Goal:
Return nothing but the lines from the line containing "The component shall return one point per instance of the dark" through the last line of the records, reproduced exactly.

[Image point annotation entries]
##############################

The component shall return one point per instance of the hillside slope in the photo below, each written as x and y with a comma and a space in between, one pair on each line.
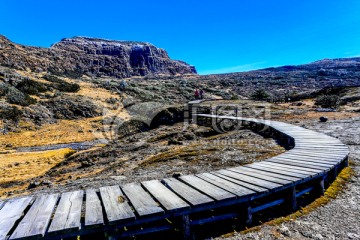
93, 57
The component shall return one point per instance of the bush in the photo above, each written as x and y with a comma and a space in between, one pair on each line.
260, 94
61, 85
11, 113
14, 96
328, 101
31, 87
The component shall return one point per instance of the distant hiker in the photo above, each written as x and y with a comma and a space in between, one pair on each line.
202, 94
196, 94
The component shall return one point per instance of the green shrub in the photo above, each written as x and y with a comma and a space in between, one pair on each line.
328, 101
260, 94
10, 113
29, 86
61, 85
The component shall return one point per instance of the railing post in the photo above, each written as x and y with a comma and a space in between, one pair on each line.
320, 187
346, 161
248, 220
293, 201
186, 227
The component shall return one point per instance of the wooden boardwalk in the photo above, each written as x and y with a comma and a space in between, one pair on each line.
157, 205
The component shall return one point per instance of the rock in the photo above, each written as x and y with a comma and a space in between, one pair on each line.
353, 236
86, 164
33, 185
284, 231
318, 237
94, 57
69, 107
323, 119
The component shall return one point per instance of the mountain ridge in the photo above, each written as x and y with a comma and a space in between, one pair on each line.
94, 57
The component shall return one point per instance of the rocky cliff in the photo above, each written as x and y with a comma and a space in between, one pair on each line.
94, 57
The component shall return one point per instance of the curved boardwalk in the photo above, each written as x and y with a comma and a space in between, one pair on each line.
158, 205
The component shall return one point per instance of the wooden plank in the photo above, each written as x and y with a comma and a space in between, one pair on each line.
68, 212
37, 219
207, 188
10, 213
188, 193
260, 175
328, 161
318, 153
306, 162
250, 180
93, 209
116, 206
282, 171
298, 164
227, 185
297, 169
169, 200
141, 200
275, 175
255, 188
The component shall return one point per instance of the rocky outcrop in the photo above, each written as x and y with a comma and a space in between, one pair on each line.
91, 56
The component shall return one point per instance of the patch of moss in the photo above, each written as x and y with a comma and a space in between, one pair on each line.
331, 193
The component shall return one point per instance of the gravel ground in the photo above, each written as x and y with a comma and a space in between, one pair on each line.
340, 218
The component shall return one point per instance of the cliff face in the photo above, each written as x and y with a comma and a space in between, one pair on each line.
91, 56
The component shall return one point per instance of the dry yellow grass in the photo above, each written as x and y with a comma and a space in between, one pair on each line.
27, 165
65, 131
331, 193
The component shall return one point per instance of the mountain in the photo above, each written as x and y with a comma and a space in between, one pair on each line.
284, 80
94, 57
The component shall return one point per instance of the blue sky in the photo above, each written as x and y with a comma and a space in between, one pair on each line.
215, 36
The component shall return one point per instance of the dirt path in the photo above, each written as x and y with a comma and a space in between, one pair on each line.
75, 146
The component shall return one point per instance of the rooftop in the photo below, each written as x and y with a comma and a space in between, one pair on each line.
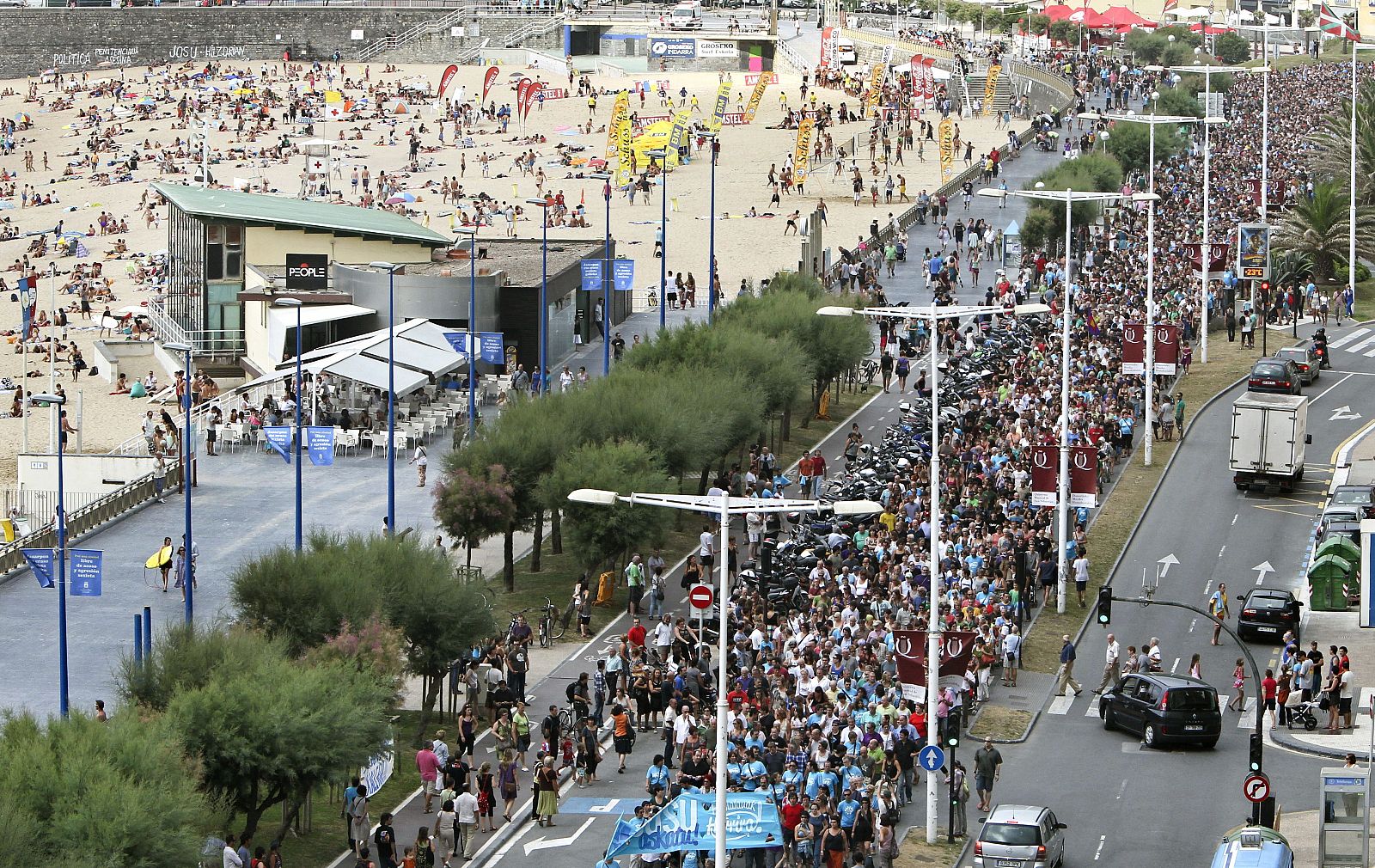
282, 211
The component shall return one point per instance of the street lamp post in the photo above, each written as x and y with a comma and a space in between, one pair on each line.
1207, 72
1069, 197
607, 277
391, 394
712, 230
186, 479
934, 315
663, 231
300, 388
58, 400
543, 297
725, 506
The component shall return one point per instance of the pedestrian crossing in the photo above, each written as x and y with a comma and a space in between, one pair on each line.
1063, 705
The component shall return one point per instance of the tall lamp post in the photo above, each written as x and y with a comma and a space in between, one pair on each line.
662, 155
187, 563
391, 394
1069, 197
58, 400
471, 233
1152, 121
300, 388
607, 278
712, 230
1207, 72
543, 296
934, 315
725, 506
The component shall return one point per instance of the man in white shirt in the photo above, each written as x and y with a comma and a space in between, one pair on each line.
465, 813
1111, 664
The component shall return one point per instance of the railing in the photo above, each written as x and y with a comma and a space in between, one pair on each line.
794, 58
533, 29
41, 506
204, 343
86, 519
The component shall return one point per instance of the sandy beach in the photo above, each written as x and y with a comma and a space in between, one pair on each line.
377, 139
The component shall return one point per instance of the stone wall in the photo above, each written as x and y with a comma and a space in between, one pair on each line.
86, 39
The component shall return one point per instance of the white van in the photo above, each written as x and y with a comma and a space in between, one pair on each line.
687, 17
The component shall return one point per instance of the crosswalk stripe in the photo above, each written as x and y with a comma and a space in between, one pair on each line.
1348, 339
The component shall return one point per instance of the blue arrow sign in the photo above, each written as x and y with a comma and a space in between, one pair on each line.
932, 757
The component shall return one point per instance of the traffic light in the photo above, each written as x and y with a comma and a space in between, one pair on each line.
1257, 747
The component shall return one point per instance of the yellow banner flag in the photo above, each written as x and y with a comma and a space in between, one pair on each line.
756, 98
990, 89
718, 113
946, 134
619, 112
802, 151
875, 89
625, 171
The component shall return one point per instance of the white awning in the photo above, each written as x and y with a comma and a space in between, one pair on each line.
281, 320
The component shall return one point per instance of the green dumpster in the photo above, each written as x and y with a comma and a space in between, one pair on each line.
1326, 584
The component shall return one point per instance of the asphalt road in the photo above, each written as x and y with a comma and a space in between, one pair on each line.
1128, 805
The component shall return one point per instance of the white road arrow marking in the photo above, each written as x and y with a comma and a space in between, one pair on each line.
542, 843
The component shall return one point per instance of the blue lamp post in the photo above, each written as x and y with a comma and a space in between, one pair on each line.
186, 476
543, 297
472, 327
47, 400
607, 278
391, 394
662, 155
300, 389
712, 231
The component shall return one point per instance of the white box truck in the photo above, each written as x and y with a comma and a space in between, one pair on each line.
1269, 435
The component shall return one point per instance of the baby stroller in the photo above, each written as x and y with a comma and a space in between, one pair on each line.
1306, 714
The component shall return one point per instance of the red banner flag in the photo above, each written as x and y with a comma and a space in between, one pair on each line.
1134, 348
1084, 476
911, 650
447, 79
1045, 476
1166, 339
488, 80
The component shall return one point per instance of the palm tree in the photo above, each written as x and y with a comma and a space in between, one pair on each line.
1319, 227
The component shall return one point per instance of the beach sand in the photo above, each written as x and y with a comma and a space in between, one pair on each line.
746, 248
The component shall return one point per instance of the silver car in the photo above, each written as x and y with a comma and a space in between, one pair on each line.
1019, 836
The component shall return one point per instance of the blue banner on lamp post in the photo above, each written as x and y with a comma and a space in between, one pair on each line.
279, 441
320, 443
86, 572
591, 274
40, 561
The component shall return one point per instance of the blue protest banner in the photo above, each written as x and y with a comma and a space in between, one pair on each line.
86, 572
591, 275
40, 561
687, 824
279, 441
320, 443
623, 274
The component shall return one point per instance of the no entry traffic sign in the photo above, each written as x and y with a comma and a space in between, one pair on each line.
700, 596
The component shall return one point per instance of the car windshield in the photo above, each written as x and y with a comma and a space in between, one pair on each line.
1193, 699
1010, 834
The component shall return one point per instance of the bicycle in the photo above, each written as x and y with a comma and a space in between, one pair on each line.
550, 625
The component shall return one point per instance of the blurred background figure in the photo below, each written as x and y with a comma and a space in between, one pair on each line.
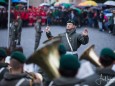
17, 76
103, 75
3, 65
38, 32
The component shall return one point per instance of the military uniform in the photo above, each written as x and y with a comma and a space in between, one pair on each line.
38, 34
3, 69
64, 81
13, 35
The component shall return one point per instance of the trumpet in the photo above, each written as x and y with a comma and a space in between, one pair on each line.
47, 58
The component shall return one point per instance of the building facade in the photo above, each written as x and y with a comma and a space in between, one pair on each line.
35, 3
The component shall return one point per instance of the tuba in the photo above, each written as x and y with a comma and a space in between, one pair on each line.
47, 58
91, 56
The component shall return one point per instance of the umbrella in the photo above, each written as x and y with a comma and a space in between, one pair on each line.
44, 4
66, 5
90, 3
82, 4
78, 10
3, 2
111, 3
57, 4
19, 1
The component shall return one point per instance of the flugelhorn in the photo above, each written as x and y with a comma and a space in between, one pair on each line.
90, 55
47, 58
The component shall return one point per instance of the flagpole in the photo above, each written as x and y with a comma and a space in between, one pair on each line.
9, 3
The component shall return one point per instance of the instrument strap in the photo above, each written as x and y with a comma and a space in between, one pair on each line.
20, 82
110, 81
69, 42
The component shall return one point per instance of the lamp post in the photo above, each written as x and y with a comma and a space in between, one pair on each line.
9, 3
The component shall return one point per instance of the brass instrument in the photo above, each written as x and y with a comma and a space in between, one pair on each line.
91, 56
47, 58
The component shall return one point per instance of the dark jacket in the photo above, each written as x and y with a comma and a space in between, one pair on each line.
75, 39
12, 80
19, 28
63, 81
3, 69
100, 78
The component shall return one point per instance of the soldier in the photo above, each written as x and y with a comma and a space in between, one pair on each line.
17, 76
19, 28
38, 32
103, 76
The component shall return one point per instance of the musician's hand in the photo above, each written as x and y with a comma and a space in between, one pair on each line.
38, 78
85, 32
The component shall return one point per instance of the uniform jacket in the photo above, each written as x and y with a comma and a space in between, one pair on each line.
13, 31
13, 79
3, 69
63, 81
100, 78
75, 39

##############################

Exercise response:
The component shall return one point per instance of the dark jacket in the photo above, each written as x and y with a comma and a space in between, one pair on each line.
75, 39
12, 80
19, 28
63, 81
3, 69
100, 78
The component shall return one point per instance of the soldier in the photo above, each written as x and y with a comma and a space in between, one pair on each line.
17, 76
19, 28
38, 32
103, 76
The component shall return one point per instance of the musician's hand in the photo above, each written as x and y with a comma and a space in between, one pair on each line.
38, 78
85, 32
The component shall return one point per instance of the uniform jacket in the photo above, each written as x and y with a comma and a space in between, one pair on each line.
13, 31
13, 79
3, 69
63, 81
100, 78
75, 39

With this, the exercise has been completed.